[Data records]
--------------------
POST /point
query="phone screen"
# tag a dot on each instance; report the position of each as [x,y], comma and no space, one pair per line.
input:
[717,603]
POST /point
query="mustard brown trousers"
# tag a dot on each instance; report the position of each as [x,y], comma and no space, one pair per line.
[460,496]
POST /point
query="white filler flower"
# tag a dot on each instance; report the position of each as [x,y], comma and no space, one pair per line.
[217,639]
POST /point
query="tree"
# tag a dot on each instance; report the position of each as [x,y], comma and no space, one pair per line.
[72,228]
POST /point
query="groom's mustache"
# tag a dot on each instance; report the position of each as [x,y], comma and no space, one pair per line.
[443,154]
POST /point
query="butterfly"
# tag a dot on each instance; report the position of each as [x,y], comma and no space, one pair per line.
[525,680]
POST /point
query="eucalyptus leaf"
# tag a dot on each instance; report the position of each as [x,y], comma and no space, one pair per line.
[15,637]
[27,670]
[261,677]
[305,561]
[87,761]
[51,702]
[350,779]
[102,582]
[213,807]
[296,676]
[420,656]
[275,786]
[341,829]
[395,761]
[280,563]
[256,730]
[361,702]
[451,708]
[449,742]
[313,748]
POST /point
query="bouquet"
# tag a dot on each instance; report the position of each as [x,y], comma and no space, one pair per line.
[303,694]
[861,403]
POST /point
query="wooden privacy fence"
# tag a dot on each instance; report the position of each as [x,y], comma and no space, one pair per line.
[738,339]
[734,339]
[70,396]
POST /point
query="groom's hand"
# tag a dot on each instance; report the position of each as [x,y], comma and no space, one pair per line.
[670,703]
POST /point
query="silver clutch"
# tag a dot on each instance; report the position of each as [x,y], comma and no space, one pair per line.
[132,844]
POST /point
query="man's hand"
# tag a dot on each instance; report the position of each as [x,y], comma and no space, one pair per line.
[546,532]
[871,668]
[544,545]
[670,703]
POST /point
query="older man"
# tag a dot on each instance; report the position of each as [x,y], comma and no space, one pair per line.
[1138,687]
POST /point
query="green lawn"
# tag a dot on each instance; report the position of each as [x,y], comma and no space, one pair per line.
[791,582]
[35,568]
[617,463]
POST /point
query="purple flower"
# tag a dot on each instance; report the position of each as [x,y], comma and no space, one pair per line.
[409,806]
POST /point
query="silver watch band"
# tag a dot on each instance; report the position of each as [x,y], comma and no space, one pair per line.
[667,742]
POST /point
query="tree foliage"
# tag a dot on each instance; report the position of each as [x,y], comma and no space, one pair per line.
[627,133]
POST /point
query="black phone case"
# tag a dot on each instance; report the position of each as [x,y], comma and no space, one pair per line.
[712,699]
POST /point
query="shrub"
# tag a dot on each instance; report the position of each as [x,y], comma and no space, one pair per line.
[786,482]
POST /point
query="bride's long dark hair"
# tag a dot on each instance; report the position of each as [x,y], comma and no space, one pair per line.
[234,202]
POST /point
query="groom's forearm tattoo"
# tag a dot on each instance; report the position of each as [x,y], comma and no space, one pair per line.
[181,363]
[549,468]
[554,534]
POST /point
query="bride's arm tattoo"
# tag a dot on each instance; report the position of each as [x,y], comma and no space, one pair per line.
--------------------
*AIM OF THE TASK:* Exactly as shown above, return every record.

*ANSWER TO THE PROBLEM:*
POST /point
query="phone screen"
# tag a dot on each instance; report the position of each as [x,y], comma and no space, one pair per line.
input:
[717,603]
POST /point
query="mustard brown trousers"
# tag a dot on each instance; report the position of each as [x,y], comma and no space, one pair per line.
[460,496]
POST /point
query="white filler flower"
# tag a dot on each instance; report the position of each as [x,y], comma and no space, one pair per line.
[217,639]
POST /point
query="tree"
# tag a dot on each instance; report the position of each as [x,y], comma and no space, one pair per line.
[72,228]
POST /point
query="groom's mustache"
# tag a dot on each instance; report the position of each as [x,y], comma and no space, one pair per line.
[443,154]
POST /point
query="butterfly"
# tag a dot on each instance; report the position of each as [x,y], comma and no space, one pair per line.
[525,680]
POST /point
query="eucalyptus leaf"
# tag a dot on each instance; report the position of each as [x,y], comma and no space, one pair per line.
[15,637]
[27,670]
[261,677]
[305,561]
[87,761]
[51,702]
[350,779]
[102,582]
[213,807]
[296,676]
[420,656]
[275,786]
[341,829]
[395,761]
[280,563]
[256,730]
[361,702]
[451,708]
[449,742]
[313,748]
POST /point
query="bouquet"
# tag a dot on each instance; report the position of each as [x,y], comma and no space, one pair per line.
[303,694]
[861,403]
POST /point
query="wooden privacy fence"
# tag a dot on each instance; report the position of each as [x,y], comma and no space, one pair per line.
[738,339]
[734,339]
[70,396]
POST /point
query="groom's hand"
# tag a dot on each instance; report the position of each as [x,y], comma and no space, one pair per line.
[670,703]
POST /point
query="silver clutch"
# tag a dot on each instance; report the position of each as [x,y], comma and no space, one pair per line.
[132,844]
POST /point
query="man's hand"
# tag a dot on each instance; report the position of each as [x,y], comma and no space, one pair per line.
[546,532]
[871,668]
[544,545]
[670,703]
POST /point
query="older man"
# tag a dot on each instance; report the position of each as [x,y], comma and no space, one pair per line.
[1138,687]
POST /point
query="green lawn"
# tag a dot on each instance; report the position of each as [x,y], comma and no space, one pair per line.
[791,582]
[35,568]
[617,463]
POST /point
query="purple flower"
# tag a dot on each instance; report the position of each as [x,y], comma and no space, one pair per line.
[409,806]
POST /point
query="silver watch band"
# tag a dot on each instance; report the position of each as [x,y], comma and no space, one pair per line.
[667,742]
POST /point
query="tree foliage"
# tag a dot on each instance; report the position of each as [x,y], comma and no space, one pair per line.
[627,133]
POST /point
query="black phone case"
# tag a dot on each instance; report the position of each as [x,y], comma and no space, one pair per line.
[712,699]
POST /point
query="shrub"
# tag a dot on each instance; report the position of each as [x,y], comma and no space, one pair per line.
[786,482]
POST /point
query="bride's long dark hair"
# tag a dot on each instance; report the position of each as [x,y], comma and no space, one pair per line.
[234,202]
POST /point
query="groom's forearm tattoo"
# tag a dot on each instance; report the position of each as [x,y], comma and no space, one pair per line.
[181,363]
[549,468]
[554,534]
POST /point
query="bride's arm tattoo"
# tag a dot on each instance; report the position of each as [x,y], comma and no space, one pair per line.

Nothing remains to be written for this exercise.